[Entries in a dataset]
○ ○ ○
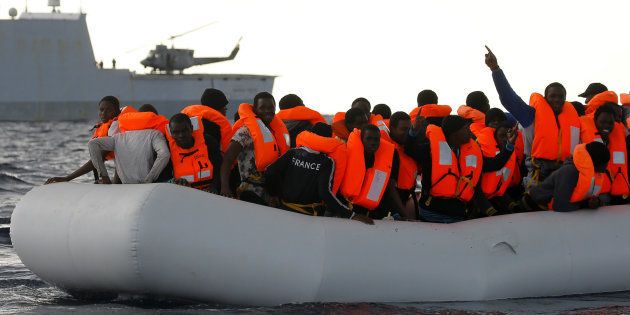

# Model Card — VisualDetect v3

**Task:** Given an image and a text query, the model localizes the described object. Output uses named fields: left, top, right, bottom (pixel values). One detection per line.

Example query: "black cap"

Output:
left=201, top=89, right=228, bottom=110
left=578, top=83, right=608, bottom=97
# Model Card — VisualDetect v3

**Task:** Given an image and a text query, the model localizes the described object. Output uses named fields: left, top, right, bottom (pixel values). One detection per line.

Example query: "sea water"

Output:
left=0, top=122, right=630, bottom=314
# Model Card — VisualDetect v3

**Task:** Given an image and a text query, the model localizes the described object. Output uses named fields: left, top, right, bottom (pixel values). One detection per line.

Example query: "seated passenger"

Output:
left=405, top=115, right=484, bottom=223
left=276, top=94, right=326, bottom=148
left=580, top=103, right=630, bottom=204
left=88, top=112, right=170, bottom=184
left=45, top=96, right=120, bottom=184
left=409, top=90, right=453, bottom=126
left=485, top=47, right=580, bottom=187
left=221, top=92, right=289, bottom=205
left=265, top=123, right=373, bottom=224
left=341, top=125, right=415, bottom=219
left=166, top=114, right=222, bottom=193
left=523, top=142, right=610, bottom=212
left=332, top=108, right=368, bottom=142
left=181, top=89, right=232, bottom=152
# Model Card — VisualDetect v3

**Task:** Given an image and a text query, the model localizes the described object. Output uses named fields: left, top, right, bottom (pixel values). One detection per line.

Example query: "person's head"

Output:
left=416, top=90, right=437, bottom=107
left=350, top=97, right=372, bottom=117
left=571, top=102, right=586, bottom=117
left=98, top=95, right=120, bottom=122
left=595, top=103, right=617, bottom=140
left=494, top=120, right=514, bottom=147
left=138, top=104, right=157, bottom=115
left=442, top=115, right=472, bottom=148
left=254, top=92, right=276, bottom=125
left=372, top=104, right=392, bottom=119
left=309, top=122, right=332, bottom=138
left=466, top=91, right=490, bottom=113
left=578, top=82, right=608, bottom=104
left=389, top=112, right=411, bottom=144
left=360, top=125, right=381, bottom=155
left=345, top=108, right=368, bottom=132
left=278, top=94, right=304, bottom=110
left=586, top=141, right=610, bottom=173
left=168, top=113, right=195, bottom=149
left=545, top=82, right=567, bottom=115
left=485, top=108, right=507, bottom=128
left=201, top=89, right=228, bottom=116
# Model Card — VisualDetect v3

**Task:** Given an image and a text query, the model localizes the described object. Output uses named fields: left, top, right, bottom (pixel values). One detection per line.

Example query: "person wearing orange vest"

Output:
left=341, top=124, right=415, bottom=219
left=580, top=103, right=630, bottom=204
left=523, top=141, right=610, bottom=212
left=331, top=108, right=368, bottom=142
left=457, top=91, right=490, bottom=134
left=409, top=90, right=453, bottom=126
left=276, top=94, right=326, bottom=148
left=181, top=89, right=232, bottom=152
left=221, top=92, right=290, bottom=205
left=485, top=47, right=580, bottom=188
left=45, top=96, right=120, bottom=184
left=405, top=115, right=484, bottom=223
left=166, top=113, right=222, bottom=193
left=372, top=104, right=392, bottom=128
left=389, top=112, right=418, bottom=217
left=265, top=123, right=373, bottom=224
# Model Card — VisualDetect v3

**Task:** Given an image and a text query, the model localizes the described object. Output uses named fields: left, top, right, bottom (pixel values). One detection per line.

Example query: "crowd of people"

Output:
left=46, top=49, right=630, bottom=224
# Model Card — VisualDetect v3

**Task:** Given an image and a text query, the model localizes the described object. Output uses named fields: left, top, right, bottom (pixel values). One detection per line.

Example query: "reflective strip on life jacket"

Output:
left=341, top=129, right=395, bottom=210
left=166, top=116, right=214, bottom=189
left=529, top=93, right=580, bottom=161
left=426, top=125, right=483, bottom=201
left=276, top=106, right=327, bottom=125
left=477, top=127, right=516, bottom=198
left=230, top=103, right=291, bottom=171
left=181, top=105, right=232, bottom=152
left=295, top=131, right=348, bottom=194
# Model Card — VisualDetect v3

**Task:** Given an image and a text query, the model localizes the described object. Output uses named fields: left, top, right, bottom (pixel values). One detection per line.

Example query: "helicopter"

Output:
○ ○ ○
Copy every entry above word for word, but leave out the pictures.

# Model Card — VisualDetect v3

**Task:** Given an image and a text query, the model localizes the described object. Output uses named fields: left, top, right, bottom (pixel values). One detection per line.

Example query: "black cap"

Output:
left=201, top=89, right=228, bottom=110
left=578, top=83, right=608, bottom=97
# Model Card — VisualDetect v3

**Task:** Given an image and a text query, the model localizes the described object. Output uses named fields: left, top, right, bottom (pixel values). One detection per line.

Example query: "sea water"

Output:
left=0, top=122, right=630, bottom=314
# Model Card — VisualDetect v3

**Task:** Given an image and a text query, the model localizes the described object. Output uses named fields: left, top, right, bottom (pixel values). One detection per line.

Example query: "seated passenger"

Output:
left=405, top=115, right=484, bottom=223
left=276, top=94, right=326, bottom=148
left=580, top=103, right=630, bottom=204
left=88, top=112, right=170, bottom=184
left=45, top=96, right=120, bottom=184
left=409, top=90, right=453, bottom=126
left=485, top=47, right=580, bottom=187
left=221, top=92, right=289, bottom=205
left=265, top=123, right=373, bottom=224
left=341, top=125, right=415, bottom=219
left=166, top=114, right=222, bottom=193
left=523, top=142, right=610, bottom=212
left=332, top=108, right=368, bottom=142
left=181, top=89, right=232, bottom=152
# Model Card — VisualDetect v3

**Task:** Given an image and a text query, the model localizes the described object. Output uses named fields: left, top, right, bottom (pixel values). One detection per line.

Example query: "person's head"

Output:
left=416, top=90, right=437, bottom=107
left=350, top=97, right=372, bottom=117
left=571, top=102, right=586, bottom=117
left=98, top=95, right=120, bottom=122
left=595, top=103, right=617, bottom=140
left=494, top=120, right=514, bottom=147
left=138, top=104, right=157, bottom=115
left=442, top=115, right=472, bottom=148
left=254, top=92, right=276, bottom=125
left=372, top=104, right=392, bottom=119
left=309, top=122, right=332, bottom=138
left=466, top=91, right=490, bottom=113
left=578, top=82, right=608, bottom=104
left=389, top=112, right=411, bottom=144
left=360, top=125, right=381, bottom=155
left=345, top=108, right=368, bottom=132
left=278, top=94, right=304, bottom=110
left=586, top=141, right=610, bottom=173
left=168, top=113, right=195, bottom=149
left=545, top=82, right=567, bottom=115
left=485, top=108, right=507, bottom=128
left=201, top=89, right=228, bottom=116
# Model Card — VisualDetect v3

**Task:** Given an image and a text query, the model localizes the described object. Output uses named fields: left, top, right, bottom (pixel values). One detection per line.

Example query: "person wearing orange vest"

Output:
left=341, top=124, right=415, bottom=219
left=580, top=103, right=630, bottom=204
left=523, top=141, right=610, bottom=212
left=331, top=108, right=368, bottom=142
left=457, top=91, right=490, bottom=134
left=409, top=90, right=453, bottom=126
left=276, top=94, right=326, bottom=148
left=181, top=89, right=232, bottom=152
left=221, top=92, right=290, bottom=205
left=485, top=47, right=580, bottom=188
left=45, top=96, right=120, bottom=184
left=405, top=115, right=484, bottom=223
left=166, top=113, right=222, bottom=193
left=372, top=104, right=392, bottom=128
left=389, top=112, right=418, bottom=217
left=265, top=123, right=373, bottom=224
# Model Card — VisualDetect v3

**Task:** Given an image and a text query, the model localizes the described object. Output uses named fields: left, top, right, bottom (pixel values). One detection per line.

Example query: "crowd of people"

Output:
left=46, top=49, right=630, bottom=224
# Model Card — VisualDetect v3

**Task:** Given an image and a text query, the model localizes the described object. Output uses named fields: left, top, right, bottom (pixel values). One detection per line.

Example query: "reflective strip on life jacket"

Output:
left=341, top=129, right=395, bottom=210
left=166, top=116, right=214, bottom=189
left=529, top=93, right=580, bottom=161
left=426, top=125, right=483, bottom=201
left=276, top=106, right=327, bottom=125
left=477, top=127, right=516, bottom=198
left=230, top=103, right=291, bottom=171
left=181, top=105, right=232, bottom=152
left=295, top=131, right=348, bottom=194
# Model Card — VisualDetect v3

**Task:** Given an image and a text query, the model localizes the described object. Output uses named fields: left, top, right, bottom (pixel values). One detection per line.

Example query: "helicopter"

Output:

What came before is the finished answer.